» **Extract provided**
····················

Benchmarking really should avoid convenience methods (as these are a good way to leave uncontrolled experimental variables floating around).

hjh

Yes, I agree with your observations. My main goal with all these tests is to use a maximum of performance per core. The actual number of sine waves is not so important for me but to know that I don’t waste resources. In the case of Pd this goal seems to be met better in my current configuration.

@eckel

One difference I noticed is that pd runs with a lower RT priority (-7) than jackdbus (-11), whereas scsynth runs with a much higher RT priority (-51).

Can you also show the htop output when running scsynth headless?

I’ve hesitated adding my own anecdote here because it’s just one data point. But it seems like it may be relevant:

I bought one computer in ~2014 and used it for years with SC (and didn’t update the SC version much). I bought another machine in 2018/2019 which was much faster (much better CPU, much more RAM, etc), but the newer machine was much more prone to hitting xruns. So much so that I switched back to the 2014 computer to play live shows.

····················

» **Information supplied**
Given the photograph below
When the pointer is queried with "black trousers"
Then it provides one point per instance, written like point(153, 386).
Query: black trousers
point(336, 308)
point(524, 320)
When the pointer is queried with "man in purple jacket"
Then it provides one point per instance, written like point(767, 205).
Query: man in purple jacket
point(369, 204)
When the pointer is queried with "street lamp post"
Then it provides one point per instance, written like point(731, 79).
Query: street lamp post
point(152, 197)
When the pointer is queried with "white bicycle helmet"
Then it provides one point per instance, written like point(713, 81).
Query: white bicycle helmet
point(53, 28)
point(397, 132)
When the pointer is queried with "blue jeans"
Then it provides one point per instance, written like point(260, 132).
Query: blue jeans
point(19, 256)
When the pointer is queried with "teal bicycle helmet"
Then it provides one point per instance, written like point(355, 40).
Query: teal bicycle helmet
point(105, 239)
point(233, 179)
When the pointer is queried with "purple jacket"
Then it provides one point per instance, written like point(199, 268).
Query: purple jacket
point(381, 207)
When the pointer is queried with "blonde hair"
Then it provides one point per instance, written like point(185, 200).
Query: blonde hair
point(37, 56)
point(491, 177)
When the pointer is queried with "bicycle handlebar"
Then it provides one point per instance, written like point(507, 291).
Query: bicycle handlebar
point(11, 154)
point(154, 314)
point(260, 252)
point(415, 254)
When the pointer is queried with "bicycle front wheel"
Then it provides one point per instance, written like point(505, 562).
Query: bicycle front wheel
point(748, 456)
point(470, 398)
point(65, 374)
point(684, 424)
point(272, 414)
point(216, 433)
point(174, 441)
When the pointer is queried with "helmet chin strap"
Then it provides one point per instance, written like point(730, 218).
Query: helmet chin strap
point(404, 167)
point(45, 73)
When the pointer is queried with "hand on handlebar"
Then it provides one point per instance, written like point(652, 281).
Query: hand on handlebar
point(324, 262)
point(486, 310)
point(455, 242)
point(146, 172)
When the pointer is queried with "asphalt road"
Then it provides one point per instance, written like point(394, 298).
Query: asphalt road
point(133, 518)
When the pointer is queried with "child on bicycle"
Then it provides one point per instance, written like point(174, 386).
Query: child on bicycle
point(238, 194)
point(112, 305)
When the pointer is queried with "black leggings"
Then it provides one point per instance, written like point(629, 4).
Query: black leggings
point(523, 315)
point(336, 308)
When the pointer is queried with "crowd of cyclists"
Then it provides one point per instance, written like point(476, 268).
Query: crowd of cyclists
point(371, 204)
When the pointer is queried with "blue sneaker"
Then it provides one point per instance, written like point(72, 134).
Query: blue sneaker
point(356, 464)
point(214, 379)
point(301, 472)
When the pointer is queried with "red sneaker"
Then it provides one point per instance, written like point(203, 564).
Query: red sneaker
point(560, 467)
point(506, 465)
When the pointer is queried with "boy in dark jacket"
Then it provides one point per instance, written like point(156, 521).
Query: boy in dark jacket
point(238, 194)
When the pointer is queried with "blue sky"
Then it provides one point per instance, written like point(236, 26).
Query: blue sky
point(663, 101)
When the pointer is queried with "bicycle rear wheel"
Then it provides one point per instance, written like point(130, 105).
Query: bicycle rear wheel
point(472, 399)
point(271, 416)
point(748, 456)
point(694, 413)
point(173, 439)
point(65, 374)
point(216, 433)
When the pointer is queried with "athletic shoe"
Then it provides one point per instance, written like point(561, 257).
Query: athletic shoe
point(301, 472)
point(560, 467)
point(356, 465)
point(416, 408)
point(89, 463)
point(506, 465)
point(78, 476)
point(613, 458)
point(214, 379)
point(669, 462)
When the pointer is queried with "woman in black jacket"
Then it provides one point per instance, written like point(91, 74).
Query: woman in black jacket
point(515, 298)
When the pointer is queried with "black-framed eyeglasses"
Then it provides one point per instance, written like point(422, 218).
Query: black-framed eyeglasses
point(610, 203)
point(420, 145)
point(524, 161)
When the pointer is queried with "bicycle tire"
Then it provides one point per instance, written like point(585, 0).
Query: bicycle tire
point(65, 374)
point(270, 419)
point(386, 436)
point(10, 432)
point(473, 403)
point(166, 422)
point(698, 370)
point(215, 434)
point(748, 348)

····················

» **Goals**
(a) Pick out each line of the listing that includes the string "trousers", and copy those lines.
(b) Write the next part of the forum discussion of Pd and scsynth performance, continuing past its final sentence.
The text and the listing are unrelated to each other.

» **The replies**
(a)
When the pointer is queried with "black trousers"
Query: black trousers

(b)
I ran the Realtime Config Quick Scan on both machines and they had exactly the same results. Jack and scsynth settings were identical. Both using the same external USB audio interface.

I don’t know if it was the hardware or the SC version or something else, but notably I was not using the GUI at all - just running scsynth/supernova on the command line.

I’ve still got both setups so I can run benchmarking tests if they’d be helpful.

Thanks for sharing. I think this investigation is important. I agree that it is tricky with this kind of anecdotal evidence, but I think @eckel is doing a good job of providing straightforward numbers to support the idea that something is up. Perhaps we could put together some form of test suite and then rally some users with different machines and setups to run them to get a bigger data set and thereby understand the problem better?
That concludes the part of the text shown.